Stored data entries:
----
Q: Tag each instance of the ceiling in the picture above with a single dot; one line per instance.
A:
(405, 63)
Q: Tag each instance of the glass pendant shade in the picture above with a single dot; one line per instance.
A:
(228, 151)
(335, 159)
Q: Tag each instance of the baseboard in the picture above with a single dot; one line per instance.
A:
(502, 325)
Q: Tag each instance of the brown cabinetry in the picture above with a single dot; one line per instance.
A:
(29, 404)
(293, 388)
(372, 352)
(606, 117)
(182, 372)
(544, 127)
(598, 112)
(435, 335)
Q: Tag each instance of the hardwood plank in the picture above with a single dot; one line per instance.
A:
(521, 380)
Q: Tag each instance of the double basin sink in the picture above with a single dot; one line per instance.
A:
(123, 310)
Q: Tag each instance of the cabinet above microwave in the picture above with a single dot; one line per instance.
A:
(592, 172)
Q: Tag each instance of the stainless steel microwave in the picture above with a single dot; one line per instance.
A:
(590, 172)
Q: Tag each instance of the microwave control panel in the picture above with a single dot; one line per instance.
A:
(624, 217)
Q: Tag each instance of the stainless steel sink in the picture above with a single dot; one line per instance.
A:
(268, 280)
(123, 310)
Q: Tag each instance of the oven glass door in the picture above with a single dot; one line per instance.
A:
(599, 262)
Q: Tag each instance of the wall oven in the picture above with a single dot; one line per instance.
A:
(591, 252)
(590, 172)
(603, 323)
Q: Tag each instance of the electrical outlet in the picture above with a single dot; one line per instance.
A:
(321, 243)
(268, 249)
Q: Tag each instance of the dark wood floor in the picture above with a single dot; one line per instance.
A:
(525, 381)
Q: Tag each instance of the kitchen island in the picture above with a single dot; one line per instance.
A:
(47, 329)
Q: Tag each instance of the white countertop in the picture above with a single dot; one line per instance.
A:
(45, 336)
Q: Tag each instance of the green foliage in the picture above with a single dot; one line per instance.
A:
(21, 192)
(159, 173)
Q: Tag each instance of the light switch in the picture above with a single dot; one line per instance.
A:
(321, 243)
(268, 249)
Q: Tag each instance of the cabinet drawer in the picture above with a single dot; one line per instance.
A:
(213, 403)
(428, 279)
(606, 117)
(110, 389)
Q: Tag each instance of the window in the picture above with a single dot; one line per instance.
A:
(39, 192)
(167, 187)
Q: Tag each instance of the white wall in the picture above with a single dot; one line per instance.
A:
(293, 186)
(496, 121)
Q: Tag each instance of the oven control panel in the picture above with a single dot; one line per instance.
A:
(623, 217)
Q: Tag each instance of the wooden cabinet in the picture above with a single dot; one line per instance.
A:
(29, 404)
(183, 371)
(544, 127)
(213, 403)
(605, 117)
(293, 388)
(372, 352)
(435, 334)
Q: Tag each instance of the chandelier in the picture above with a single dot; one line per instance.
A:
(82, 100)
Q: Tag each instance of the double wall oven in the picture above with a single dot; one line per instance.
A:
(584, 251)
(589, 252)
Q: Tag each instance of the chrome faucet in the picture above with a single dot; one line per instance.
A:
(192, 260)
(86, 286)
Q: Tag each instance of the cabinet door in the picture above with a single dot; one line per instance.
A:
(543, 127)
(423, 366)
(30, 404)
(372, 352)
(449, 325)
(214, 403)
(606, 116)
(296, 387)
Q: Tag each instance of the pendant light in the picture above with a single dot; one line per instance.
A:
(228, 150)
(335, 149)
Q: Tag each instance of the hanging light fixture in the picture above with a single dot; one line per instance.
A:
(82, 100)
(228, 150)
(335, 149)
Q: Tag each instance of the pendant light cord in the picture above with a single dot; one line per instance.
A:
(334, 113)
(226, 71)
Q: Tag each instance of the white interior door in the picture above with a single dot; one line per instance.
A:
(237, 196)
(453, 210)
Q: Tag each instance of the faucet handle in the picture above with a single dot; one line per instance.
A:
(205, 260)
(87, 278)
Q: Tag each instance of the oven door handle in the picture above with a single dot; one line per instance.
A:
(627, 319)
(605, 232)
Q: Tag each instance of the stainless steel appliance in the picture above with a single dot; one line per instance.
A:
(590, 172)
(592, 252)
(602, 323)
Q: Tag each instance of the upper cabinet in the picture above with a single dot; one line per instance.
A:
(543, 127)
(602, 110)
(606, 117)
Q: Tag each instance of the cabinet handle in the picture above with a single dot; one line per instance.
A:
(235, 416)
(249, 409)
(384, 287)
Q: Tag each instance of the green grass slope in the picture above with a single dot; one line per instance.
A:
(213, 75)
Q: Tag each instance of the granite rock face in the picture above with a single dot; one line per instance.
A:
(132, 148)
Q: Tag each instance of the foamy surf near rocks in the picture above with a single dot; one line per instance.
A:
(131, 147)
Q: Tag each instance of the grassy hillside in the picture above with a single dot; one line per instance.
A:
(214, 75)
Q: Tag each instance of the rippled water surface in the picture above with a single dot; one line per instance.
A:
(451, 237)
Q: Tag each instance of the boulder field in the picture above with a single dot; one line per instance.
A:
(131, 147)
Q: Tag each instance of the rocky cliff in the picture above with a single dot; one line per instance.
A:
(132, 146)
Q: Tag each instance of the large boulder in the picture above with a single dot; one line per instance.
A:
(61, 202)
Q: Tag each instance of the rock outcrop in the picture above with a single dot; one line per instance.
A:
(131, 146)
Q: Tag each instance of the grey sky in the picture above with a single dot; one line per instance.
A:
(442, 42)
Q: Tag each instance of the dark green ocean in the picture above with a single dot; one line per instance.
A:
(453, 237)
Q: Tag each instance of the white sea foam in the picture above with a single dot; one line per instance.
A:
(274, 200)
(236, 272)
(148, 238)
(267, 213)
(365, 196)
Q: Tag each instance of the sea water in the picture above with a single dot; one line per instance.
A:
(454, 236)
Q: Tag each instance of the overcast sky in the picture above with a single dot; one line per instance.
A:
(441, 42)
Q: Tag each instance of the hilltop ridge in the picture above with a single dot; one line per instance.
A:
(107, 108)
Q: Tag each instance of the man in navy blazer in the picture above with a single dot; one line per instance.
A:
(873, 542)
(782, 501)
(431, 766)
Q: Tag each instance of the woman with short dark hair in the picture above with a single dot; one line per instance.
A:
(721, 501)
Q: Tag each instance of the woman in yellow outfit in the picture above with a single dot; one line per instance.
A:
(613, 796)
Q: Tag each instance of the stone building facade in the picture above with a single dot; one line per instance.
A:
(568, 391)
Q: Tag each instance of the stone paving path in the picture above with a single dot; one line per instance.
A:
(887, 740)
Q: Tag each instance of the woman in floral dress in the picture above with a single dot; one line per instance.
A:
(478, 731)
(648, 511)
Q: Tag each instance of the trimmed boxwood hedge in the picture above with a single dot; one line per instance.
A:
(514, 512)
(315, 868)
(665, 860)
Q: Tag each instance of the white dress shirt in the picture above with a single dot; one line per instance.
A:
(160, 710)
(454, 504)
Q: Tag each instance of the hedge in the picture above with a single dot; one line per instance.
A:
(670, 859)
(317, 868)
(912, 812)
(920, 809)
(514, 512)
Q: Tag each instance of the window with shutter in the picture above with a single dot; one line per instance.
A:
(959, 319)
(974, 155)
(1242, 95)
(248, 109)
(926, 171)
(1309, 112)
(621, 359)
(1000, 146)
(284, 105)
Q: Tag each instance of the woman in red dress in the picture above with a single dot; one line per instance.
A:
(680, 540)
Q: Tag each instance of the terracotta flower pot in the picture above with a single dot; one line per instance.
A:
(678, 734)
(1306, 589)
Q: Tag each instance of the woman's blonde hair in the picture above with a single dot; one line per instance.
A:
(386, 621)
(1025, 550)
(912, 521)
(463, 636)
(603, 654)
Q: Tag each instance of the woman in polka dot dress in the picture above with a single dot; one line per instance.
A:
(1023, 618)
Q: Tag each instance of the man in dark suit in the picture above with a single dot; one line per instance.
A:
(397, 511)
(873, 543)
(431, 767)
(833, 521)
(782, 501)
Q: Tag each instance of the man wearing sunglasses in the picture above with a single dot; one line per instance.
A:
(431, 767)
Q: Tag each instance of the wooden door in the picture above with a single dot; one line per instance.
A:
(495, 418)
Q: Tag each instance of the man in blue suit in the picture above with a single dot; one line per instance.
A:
----
From the records above, quote only the lines running from the line with "Q: Tag each instance of the cabinet above" to the line with "Q: Tag each instance of the electrical", both lines included.

## Your solution
Q: Tag each instance of the cabinet above microwave in the picture above with a single dot; one line per instance.
A:
(592, 172)
Q: Tag each instance of the stainless steel microwave in the picture above with a single dot; one line per instance.
A:
(590, 172)
Q: Tag each instance of the microwave control panel in the picture above with a single dot; one line per instance.
A:
(624, 217)
Q: Tag each instance of the stainless steel sink in the picture above with a single dot; one line per instance.
A:
(268, 280)
(123, 310)
Q: Tag each instance of the oven glass door in the picture above with a single dot; one line per instance.
A:
(599, 262)
Q: Tag each instance of the wall oven in the picture above with a single dot; one line per instance.
A:
(591, 252)
(590, 172)
(603, 323)
Q: Tag each instance of the electrical outlet in the picture above with a single dot; one line per instance.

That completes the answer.